## start PROVIDED DATA

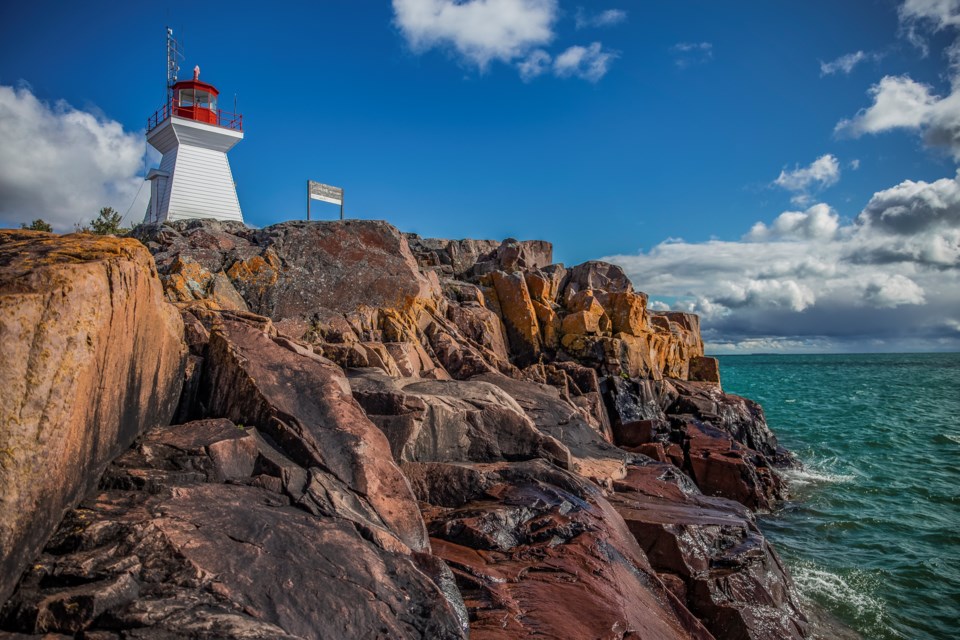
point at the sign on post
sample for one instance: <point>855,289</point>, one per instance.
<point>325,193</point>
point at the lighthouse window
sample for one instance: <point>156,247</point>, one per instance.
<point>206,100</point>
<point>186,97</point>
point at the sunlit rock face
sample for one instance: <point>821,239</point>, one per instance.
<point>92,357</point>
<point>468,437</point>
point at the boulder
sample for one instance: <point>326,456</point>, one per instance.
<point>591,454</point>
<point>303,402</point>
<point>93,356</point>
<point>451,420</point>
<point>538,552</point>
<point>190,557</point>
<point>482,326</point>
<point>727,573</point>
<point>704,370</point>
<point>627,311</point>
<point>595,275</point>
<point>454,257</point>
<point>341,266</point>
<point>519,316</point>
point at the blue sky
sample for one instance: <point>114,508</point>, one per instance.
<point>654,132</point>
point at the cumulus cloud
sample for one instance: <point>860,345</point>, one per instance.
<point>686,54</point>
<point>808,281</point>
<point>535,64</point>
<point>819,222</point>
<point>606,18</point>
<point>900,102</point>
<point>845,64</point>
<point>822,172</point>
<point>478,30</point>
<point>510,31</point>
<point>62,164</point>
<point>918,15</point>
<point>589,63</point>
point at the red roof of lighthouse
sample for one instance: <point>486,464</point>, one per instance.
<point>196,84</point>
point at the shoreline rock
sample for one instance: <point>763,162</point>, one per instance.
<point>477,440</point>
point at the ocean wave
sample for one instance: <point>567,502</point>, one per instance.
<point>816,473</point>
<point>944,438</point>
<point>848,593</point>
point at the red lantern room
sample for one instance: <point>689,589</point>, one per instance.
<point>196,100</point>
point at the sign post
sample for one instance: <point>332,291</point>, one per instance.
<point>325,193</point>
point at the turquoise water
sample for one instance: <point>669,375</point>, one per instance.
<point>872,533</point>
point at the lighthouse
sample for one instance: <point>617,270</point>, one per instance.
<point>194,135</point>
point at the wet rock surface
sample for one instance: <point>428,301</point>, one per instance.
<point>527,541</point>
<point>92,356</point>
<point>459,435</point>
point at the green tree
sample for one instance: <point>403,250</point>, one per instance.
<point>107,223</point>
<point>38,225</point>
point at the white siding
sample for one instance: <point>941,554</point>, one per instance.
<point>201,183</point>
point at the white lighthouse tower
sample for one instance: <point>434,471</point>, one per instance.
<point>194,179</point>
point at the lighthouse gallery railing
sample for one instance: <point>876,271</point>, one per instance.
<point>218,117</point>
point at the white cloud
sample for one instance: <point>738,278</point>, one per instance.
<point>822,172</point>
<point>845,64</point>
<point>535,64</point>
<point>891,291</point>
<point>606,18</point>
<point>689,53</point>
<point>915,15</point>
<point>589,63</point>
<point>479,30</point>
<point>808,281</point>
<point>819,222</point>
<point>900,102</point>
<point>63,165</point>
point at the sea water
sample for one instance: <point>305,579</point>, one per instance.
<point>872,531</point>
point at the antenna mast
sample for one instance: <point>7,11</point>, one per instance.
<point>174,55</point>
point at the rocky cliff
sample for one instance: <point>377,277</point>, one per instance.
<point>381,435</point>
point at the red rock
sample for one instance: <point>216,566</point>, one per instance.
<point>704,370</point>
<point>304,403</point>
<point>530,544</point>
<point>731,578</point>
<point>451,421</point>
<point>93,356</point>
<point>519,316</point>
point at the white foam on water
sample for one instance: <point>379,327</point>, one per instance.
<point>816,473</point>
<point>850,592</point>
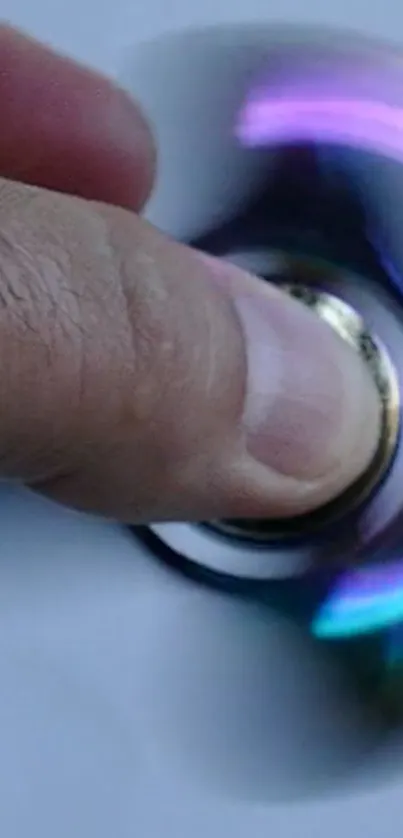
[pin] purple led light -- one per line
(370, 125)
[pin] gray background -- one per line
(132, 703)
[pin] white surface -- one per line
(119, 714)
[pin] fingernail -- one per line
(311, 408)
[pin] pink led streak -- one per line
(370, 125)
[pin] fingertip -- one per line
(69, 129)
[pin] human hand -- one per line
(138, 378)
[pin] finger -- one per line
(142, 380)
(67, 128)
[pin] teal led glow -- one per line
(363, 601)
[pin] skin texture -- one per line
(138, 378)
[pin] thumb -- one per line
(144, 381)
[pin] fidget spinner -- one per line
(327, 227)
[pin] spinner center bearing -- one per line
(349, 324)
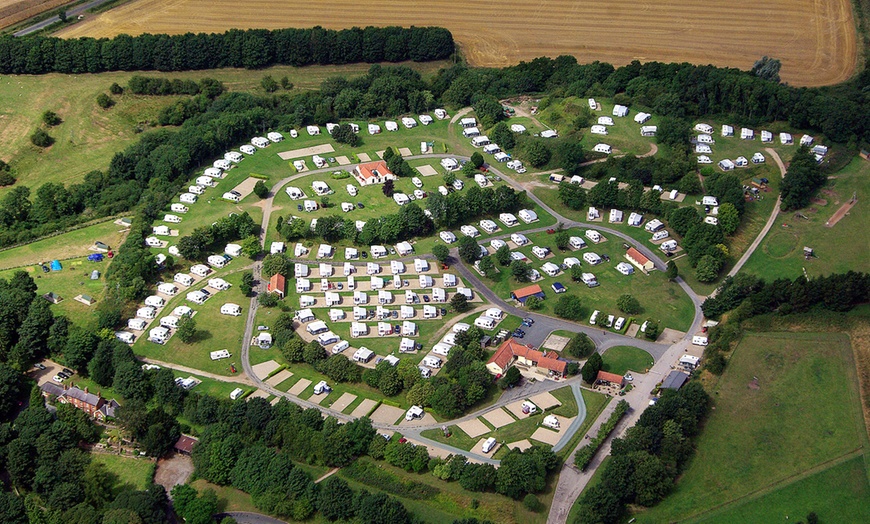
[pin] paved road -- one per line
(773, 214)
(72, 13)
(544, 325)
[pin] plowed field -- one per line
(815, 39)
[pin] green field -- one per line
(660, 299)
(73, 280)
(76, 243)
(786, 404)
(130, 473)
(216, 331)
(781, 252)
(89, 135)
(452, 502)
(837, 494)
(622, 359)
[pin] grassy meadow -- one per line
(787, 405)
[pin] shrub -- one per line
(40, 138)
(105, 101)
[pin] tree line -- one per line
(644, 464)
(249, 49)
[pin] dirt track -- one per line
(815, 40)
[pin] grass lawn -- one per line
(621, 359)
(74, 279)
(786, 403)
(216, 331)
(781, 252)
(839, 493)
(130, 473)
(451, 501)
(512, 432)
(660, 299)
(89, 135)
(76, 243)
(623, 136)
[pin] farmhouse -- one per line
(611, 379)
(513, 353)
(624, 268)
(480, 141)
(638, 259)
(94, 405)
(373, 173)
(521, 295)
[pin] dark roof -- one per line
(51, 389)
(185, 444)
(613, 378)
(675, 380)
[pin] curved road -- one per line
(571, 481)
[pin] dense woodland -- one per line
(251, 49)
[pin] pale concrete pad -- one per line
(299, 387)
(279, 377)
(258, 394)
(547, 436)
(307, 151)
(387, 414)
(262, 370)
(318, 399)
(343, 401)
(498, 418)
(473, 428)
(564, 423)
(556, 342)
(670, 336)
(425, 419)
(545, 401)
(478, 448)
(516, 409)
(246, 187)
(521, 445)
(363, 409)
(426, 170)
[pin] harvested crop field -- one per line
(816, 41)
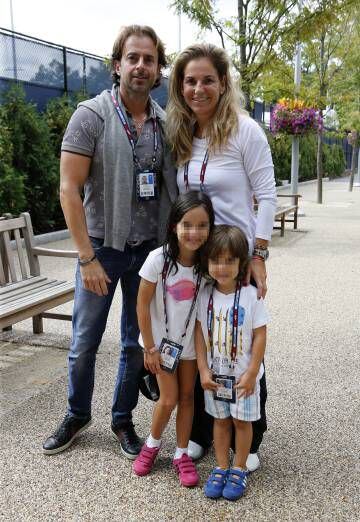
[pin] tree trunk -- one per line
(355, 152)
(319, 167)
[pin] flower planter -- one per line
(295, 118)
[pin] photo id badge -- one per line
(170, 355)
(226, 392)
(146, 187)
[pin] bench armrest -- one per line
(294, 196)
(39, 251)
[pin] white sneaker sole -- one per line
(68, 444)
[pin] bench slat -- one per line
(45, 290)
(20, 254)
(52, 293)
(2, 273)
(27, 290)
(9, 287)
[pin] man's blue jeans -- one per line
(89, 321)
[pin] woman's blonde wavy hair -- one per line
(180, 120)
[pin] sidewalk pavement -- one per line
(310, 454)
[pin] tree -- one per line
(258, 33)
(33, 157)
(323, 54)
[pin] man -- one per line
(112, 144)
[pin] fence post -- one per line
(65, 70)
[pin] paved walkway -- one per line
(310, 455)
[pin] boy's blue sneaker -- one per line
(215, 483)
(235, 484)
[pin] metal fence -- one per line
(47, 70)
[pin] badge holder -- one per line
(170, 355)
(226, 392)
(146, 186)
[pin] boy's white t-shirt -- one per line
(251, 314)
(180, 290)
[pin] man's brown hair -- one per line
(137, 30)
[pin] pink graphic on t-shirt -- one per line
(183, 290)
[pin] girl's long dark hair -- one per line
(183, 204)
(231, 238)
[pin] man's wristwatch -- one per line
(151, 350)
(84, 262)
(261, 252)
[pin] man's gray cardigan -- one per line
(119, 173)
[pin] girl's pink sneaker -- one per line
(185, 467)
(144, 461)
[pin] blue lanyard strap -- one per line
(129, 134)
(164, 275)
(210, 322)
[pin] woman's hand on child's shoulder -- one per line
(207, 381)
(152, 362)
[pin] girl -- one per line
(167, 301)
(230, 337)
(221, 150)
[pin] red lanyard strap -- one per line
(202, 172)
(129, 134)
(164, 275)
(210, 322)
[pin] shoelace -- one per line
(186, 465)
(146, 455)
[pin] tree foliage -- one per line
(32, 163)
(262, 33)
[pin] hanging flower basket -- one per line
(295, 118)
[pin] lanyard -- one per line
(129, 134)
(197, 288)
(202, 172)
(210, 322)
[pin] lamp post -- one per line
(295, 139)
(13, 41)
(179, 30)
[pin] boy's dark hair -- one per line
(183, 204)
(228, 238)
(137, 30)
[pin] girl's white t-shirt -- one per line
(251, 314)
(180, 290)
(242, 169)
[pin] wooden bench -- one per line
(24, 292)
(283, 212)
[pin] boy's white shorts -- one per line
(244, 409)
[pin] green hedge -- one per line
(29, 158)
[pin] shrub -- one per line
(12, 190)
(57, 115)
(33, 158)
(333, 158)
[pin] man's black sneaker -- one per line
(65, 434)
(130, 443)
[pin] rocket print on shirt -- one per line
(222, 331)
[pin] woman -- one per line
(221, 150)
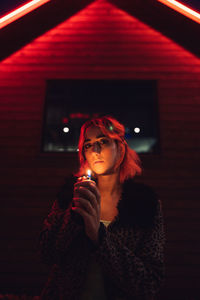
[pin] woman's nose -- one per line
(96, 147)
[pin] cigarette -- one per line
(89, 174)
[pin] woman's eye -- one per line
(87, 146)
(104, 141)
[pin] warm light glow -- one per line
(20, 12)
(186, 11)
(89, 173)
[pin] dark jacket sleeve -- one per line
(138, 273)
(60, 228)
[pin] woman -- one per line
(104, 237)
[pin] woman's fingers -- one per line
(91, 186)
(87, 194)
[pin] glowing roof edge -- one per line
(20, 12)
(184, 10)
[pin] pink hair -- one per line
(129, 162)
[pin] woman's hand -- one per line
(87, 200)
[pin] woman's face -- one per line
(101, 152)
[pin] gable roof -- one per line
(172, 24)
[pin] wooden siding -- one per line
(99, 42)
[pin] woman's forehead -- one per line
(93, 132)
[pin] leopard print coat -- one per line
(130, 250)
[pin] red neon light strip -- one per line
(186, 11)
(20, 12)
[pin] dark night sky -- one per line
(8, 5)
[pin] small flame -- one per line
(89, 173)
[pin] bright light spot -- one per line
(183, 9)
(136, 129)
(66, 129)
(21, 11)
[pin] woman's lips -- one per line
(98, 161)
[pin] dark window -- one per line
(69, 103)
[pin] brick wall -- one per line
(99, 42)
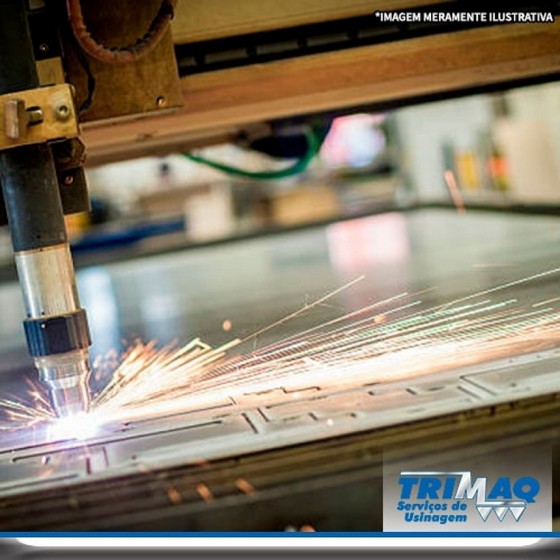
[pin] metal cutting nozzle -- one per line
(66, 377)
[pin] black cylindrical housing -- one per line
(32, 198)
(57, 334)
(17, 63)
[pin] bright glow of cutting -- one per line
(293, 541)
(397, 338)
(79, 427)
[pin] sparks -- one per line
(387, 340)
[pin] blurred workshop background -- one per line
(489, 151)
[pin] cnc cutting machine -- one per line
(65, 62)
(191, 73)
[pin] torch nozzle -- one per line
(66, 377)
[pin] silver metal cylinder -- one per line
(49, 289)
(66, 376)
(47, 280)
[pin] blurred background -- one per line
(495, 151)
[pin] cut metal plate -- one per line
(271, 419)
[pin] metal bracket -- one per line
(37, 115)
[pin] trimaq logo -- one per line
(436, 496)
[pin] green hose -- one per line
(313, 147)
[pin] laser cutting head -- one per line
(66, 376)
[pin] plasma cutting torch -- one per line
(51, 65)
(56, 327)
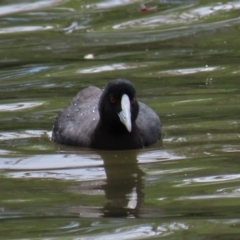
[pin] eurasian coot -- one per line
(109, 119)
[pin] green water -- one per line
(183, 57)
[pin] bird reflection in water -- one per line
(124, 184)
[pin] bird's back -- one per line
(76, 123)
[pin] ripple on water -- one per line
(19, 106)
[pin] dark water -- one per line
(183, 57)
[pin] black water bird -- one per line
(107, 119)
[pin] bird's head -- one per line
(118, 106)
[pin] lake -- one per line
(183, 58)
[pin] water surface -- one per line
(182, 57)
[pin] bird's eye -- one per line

## end PROVIDED DATA

• _PROBLEM REQUIREMENTS_
Rewrite the stretch from the start of the items through the line that contains "<point>468,437</point>" as a two-column CSV with the header text,answer. Give one row per item, put each field in double quotes, replace line breaks with spaces, and leave out the pictures.

• _RESULT OF THIS EXERCISE_
text,answer
"point at the sign on post sample for one instance: <point>855,289</point>, one per instance.","<point>325,193</point>"
"point at the lighthouse window sample for one instance: <point>156,247</point>, one per instance.","<point>206,100</point> <point>186,97</point>"
"point at the sunlit rock face sample for one instance: <point>821,239</point>, one per instance.","<point>92,357</point> <point>468,437</point>"